JAKARTA, KOMPAS — Indonesia berupaya mencetak rekor dunia Guinness World Records melalui pergelaran tari poco-poco yang melibatkan 65.000 orang, Minggu (5/8/2018). Selain bertujuan untuk mengukuhkan budaya bangsa, acara ini juga menjadi ajang bersosialisasi bagi para peserta dengan latar belakang berbeda.
”Ada 65.000 peserta pada acara hari ini. Ada pula 1.300 instruktur dan 1.300 stewards yang terlibat. Acara ini juga merupakan bentuk sambutan terhadap Asian Games dan Asian Para Games. Saya harap tarian poco-poco bisa dipelajari oleh masyarakat luas,” kata Menteri Pemuda dan Olahraga Imam Nahrawi dalam pidato sambutan.
Ada 65.000 peserta pada acara hari ini. Ada pula 1.300 instruktur dan 1.300 stewards yang terlibat. Acara ini juga merupakan bentuk sambutan terhadap Asian Games dan Asian Para Games.

▶ Data yang Diberikan
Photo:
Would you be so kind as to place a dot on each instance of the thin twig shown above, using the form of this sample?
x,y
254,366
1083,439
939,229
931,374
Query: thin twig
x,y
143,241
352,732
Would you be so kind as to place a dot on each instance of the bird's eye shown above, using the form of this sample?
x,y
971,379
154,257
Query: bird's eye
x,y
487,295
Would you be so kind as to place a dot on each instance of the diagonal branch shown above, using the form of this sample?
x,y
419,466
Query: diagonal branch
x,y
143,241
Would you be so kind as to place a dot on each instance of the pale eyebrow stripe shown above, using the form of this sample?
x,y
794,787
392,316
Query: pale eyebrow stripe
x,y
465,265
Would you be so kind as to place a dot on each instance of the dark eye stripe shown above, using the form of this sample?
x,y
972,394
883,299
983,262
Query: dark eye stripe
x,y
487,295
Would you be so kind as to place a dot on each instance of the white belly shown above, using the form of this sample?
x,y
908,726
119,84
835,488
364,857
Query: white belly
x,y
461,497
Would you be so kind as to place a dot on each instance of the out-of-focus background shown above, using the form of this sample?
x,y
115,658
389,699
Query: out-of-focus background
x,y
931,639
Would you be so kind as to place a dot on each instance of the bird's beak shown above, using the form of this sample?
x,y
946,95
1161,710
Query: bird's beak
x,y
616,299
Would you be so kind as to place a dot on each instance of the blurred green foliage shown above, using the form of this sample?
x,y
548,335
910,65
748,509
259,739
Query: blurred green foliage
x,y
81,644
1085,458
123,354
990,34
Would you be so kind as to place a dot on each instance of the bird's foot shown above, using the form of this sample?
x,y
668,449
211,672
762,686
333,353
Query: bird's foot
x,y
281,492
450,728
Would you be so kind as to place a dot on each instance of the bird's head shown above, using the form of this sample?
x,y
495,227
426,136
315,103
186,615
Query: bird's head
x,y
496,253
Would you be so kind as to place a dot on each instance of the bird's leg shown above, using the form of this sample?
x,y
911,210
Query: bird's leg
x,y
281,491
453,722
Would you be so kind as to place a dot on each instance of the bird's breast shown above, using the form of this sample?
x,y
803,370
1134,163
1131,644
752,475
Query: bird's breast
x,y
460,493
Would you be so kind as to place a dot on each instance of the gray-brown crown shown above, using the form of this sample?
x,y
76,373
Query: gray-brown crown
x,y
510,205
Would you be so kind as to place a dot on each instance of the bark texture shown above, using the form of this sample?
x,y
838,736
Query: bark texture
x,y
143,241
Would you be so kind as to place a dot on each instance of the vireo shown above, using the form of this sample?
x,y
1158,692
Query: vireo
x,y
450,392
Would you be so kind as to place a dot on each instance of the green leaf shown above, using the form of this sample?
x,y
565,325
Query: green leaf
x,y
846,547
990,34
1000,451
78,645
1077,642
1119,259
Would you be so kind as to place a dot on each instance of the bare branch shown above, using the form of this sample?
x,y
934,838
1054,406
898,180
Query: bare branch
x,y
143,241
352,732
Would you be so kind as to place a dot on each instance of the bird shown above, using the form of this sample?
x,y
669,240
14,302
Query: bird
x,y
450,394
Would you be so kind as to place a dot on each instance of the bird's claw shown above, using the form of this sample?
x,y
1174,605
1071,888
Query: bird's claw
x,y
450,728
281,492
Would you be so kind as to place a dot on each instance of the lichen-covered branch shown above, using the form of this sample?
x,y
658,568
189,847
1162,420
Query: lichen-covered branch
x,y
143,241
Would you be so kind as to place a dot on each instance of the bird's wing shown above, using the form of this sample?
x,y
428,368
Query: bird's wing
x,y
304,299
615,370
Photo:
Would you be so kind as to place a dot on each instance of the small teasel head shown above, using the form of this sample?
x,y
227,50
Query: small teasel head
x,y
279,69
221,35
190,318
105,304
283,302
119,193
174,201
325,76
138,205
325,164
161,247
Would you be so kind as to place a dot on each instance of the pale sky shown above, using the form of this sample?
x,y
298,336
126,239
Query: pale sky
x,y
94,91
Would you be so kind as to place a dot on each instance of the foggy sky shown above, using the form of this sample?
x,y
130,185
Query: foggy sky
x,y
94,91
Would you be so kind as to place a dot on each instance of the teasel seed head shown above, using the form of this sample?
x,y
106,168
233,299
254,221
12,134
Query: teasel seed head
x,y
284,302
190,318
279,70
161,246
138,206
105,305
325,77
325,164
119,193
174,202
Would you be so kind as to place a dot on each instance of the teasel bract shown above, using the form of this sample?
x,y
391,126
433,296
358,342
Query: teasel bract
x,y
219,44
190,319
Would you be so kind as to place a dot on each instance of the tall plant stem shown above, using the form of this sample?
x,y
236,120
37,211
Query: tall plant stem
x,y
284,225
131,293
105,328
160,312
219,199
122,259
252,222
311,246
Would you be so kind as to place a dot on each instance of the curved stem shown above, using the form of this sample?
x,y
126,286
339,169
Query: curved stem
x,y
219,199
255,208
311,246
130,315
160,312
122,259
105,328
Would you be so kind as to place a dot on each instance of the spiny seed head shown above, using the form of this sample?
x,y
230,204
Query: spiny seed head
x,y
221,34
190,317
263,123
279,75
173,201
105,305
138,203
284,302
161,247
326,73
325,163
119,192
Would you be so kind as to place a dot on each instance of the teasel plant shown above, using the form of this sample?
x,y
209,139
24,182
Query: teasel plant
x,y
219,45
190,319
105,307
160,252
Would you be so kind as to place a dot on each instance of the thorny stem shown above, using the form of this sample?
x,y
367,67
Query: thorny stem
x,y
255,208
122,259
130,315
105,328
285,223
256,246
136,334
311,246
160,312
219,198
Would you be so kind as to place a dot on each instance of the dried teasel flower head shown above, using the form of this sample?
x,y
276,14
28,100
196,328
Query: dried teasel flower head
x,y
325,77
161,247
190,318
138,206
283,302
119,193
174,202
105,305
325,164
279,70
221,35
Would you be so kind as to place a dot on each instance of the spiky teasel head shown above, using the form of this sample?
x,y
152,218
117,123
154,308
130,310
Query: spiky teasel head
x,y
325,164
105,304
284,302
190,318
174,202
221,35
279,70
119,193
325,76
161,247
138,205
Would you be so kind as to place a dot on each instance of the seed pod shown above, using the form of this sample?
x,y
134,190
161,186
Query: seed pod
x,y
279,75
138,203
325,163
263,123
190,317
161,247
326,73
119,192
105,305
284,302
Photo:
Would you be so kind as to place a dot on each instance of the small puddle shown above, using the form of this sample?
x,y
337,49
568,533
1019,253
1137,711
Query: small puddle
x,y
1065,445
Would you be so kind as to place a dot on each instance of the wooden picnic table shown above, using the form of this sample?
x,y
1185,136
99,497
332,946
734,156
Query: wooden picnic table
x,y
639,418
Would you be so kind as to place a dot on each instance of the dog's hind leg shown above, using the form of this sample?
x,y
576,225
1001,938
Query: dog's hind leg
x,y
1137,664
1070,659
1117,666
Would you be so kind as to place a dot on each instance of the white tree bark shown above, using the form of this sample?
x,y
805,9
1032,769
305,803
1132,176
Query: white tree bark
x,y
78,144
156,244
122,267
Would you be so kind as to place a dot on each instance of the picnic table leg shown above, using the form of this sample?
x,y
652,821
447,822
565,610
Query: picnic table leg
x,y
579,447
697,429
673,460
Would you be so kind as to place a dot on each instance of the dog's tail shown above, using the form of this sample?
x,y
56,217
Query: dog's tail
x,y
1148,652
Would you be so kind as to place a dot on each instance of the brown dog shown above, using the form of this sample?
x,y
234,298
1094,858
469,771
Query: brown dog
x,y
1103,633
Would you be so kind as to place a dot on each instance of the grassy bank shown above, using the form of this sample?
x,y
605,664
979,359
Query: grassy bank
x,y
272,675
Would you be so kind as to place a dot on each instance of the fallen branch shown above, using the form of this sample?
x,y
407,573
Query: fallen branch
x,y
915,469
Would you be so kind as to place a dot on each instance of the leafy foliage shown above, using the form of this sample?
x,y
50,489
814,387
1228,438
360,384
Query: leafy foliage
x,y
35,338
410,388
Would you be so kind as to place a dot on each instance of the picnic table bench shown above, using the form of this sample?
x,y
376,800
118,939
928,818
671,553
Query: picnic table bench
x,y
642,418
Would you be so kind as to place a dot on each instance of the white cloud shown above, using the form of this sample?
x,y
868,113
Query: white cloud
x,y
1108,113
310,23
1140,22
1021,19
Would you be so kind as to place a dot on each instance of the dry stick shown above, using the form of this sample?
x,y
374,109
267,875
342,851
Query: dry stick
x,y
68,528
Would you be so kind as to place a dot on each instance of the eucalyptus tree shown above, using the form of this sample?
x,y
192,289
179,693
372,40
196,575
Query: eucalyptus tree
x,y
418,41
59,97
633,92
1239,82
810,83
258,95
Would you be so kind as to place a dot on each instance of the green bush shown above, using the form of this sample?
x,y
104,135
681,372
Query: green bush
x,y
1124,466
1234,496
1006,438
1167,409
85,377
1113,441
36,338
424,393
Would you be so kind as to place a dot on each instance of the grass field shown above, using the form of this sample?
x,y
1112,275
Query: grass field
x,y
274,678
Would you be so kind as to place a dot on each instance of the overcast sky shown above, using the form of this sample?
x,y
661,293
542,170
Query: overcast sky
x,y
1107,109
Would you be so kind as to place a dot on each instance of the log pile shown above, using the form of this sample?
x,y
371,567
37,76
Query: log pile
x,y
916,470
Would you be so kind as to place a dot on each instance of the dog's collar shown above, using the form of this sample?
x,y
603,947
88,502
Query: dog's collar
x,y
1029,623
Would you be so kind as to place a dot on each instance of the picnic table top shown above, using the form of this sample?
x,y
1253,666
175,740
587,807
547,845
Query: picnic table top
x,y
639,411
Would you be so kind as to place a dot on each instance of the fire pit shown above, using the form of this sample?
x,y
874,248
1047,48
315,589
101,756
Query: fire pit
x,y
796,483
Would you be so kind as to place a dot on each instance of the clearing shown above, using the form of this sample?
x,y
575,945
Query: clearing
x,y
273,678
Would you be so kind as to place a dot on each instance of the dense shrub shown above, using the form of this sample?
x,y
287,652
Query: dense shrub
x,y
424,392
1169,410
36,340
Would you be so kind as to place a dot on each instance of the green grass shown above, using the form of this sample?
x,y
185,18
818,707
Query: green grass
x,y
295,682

▶ Soal Latihan A
Sunting bacaan tentang tari poco-poco mulai dari "JAKARTA, KOMPAS —" dan berakhir pada "latar belakang berbeda.", lalu ganti "mengukuhkan" dengan "melestarikan".
▶ Soal Latihan B
Menurut bacaan tentang tari poco-poco, berapa jumlah instruktur yang terlibat dalam acara tersebut?

▶ Jawaban Soal A
JAKARTA, KOMPAS — Indonesia berupaya mencetak rekor dunia Guinness World Records melalui pergelaran tari poco-poco yang melibatkan 65.000 orang, Minggu (5/8/2018). Selain bertujuan untuk melestarikan budaya bangsa, acara ini juga menjadi ajang bersosialisasi bagi para peserta dengan latar belakang berbeda.

▶ Jawaban Soal B
1.300 instruktur.